R - Sur le premier point, concernant M. Lavrov, je crois que votre question me permet d'introduire une notion fondamentale dans ce dossier ; celle de l'unité de la communauté internationale. N'oubliez pas que, depuis ces différents votes de l'AIEA voici plus d'un an, nous faisons très attention à ce que les membres permanents du Conseil de sécurité ne se divisent pas. Si les membres permanents du Conseil de sécurité étaient divisés, ce serait un échec de la communauté internationale et la voie ouverte à ce que certains souhaiteraient en Iran. Après avoir fait ensemble, à Vienne, des propositions positives dans les domaines politique, économique et nucléaire, propositions restées sans réponse, nous nous sommes réunis, le 12 juillet, à Paris, afin de décider du principe de sanctions contre l'Iran - chapitre VII article 41. En réalité personne ne veut qu'il y ait autre chose qu'un programme nucléaire civil et pacifique en Iran. A chacun sa sensibilité, sa culture, mais je me suis aperçu que nous étions tous ensemble sur ce dossier.
Sur le deuxième point, la réunion de M. Solana et M. Larijani, nous n'avons pas de date précise. Nous espérons qu'elle aura lieu au début de la semaine prochaine.
Q - Croyez-vous que les retards soient une façon de gagner du temps ?
R - Je crois que l'Iran ne peut pas s'isoler de la communauté internationale. Je pense qu'une telle attitude serait grave pour ce pays, pour ses dirigeants et pour son peuple. C'est la raison pour laquelle nous avons toujours plaidé pour la fermeté et le dialogue. Ceux qui pensent que le dialogue est le contraire de la fermeté se trompent. Il faut simplement avoir une double démarche, une démarche de dialogue, de main tendue, de propositions positives associées à des conditions d'une part et une demande de fermeté si personne ne veut faire un pas positif du côté iranien, d'autre part.
Q - Pensez-vous que les Iraniens sont de bonne foi ?
R - C'est exactement la question. Je me suis souvent aperçu que nos interlocuteurs iraniens parlaient des conditions proposées. Je pense que nous devons prendre en considération ce qu'ils nous disent. Nous devons bien comprendre qu'il s'agit d'un grand peuple, d'une civilisation très ancienne et, en même temps, que nous devons rester unis, y compris dans ce que nous disons à nos différents rendez-vous.
A partir de là, je crois qu'il n'y a qu'une seule chose qui compte, c'est ce principe de double suspension au moment de la négociation ; il y aura là un moment de vérité.
Q - A quel moment déciderez-vous que les Iraniens auront répondu par la négative ? Que les Iraniens jouent la montre ? Je suis certaine que vous pensez qu'ils continuent à enrichir et à développer le programment même pendant la phase de négociation. Il semblerait que cela puisse se poursuivre indéfiniment ?

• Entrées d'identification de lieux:
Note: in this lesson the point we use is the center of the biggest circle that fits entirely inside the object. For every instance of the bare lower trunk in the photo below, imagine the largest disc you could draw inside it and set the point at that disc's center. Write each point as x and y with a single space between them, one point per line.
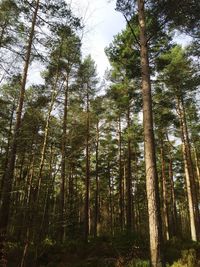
110 200
155 228
197 166
173 199
129 179
9 176
63 161
87 180
189 173
164 190
96 216
121 191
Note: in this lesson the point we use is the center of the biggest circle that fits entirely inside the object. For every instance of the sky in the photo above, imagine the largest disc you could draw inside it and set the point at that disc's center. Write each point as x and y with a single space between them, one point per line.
102 22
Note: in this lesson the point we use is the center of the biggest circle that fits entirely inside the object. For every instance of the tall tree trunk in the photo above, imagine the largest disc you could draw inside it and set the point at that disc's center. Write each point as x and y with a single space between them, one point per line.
110 200
189 173
46 133
63 161
87 180
173 198
155 224
8 146
96 215
121 191
197 165
129 178
164 191
6 197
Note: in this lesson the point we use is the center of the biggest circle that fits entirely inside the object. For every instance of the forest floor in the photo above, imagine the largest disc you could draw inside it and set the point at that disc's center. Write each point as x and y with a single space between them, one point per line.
103 252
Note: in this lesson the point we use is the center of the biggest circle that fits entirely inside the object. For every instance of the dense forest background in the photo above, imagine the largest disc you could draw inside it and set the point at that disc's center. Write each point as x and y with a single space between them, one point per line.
75 185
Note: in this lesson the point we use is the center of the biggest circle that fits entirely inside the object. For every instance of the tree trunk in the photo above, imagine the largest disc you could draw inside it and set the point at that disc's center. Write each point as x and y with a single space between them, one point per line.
63 161
6 197
155 228
110 200
173 199
164 191
96 215
87 180
8 147
189 173
129 178
121 191
197 165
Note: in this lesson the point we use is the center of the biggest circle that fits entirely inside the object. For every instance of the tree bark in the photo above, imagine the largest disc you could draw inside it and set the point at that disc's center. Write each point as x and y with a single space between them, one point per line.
121 190
155 228
96 216
129 178
189 173
173 198
164 191
63 161
9 176
87 180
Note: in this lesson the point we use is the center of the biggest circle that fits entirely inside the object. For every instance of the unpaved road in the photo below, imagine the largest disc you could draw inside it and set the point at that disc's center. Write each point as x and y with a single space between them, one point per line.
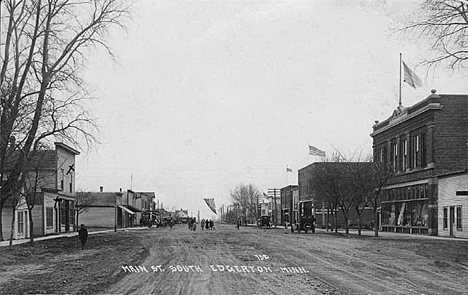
258 261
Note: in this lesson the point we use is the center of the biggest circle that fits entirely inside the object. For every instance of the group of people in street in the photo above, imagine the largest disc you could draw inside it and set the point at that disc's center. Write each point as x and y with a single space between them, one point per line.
207 224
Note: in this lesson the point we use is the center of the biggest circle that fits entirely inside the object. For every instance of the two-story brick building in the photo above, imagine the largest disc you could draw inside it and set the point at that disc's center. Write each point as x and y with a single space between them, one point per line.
421 143
50 186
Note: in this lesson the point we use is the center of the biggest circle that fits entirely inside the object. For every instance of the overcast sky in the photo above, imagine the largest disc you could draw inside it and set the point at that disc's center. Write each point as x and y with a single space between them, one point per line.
205 95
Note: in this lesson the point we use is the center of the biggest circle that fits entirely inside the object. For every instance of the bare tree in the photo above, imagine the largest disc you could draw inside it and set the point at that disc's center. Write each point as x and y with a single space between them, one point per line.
43 48
444 23
246 196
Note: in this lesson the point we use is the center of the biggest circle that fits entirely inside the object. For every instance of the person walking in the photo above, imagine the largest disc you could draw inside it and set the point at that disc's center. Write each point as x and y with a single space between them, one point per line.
83 235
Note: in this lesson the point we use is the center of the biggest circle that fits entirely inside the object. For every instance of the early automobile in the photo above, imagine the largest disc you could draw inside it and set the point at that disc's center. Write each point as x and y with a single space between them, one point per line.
264 221
306 218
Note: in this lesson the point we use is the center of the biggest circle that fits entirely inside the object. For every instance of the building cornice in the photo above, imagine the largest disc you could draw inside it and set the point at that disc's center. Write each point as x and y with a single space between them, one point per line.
397 120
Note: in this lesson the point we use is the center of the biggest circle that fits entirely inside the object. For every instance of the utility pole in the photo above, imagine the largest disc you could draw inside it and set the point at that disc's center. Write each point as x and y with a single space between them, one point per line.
276 211
270 192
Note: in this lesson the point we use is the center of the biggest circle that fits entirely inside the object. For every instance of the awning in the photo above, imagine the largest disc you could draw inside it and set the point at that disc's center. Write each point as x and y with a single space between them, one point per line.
130 207
126 209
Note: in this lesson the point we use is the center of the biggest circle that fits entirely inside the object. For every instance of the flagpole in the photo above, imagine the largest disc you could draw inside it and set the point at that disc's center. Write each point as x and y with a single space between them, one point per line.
399 100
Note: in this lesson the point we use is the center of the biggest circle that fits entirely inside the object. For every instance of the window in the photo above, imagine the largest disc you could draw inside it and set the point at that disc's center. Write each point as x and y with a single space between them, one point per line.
395 156
423 150
404 145
62 175
459 227
415 148
20 223
49 217
445 218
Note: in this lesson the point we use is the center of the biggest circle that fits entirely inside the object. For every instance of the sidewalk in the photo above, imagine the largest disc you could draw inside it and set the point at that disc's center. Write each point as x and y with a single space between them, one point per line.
369 233
64 235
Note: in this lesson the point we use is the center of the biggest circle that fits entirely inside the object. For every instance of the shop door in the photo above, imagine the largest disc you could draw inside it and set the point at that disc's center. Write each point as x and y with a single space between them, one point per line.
452 219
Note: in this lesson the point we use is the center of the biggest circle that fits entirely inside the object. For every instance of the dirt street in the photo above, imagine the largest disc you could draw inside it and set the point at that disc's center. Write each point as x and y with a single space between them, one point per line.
257 261
231 261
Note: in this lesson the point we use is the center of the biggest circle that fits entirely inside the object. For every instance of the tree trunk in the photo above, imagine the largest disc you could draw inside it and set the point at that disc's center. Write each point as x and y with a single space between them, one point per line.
2 202
346 219
13 219
335 213
359 221
31 227
376 228
77 219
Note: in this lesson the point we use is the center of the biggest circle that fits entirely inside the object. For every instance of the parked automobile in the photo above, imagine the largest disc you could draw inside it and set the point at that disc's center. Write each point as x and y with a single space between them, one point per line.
264 221
306 218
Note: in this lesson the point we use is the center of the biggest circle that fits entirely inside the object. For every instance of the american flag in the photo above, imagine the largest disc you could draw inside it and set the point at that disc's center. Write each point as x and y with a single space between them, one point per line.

• À faire:
**A.** Résumez en deux phrases l'extrait d'entretien sur le dossier nucléaire iranien.
**B.** Poursuivez l'extrait d'entretien sur le dossier nucléaire iranien à partir de sa dernière phrase.

• Réponses par consigne:
**A.** La personne interrogée insiste sur l'unité des membres permanents du Conseil de sécurité, qui se sont réunis le 12 juillet à Paris pour décider du principe de sanctions contre l'Iran après des propositions faites à Vienne et restées sans réponse. Elle défend une double démarche associant dialogue et fermeté et estime que le principe de double suspension au moment de la négociation constituera un moment de vérité.

**B.**
R - Nous avons voté la résolution 1696, le 31 juillet dernier, sous présidence française du Conseil de sécurité des Nations unies. Vous comprenez qu'avant d'entrer dans tout le mécanisme des sanctions, il paraissait normal d'avoir des entretiens avec les autorités iraniennes. C'est la raison pour laquelle nous avons demandé à M. Solana de représenter la communauté internationale. A partir du moment où M. Solana a qualifié les discussions avec M. Larijani de "constructives", il nous a semblé que le cap du 31 août pouvait être dépassé de quelques jours afin de tout tenter et n'avoir ni regrets ni remords. Nous sommes en phase très avancée des discussions entre MM. Larijani et Solana. C'est maintenant à M. Solana de nous rendre compte de ce qui se sera passé dans la prochaine réunion, puis nous pourrons prendre une décision rapidement.
Q - Peut-on réellement parler de consensus entre les cinq membres permanents du Conseil de sécurité sur la nécessité d'envisager des sanctions si l'Iran ne suspend pas l'enrichissement ? Chaque fois que vous sortez d'une réunion, vous dites qu'il y a consensus, puis un ministre ou un autre déclare qu'il ne pense pas que les sanctions soient la solution. Alors, y a-t-il un réel consensus fort ?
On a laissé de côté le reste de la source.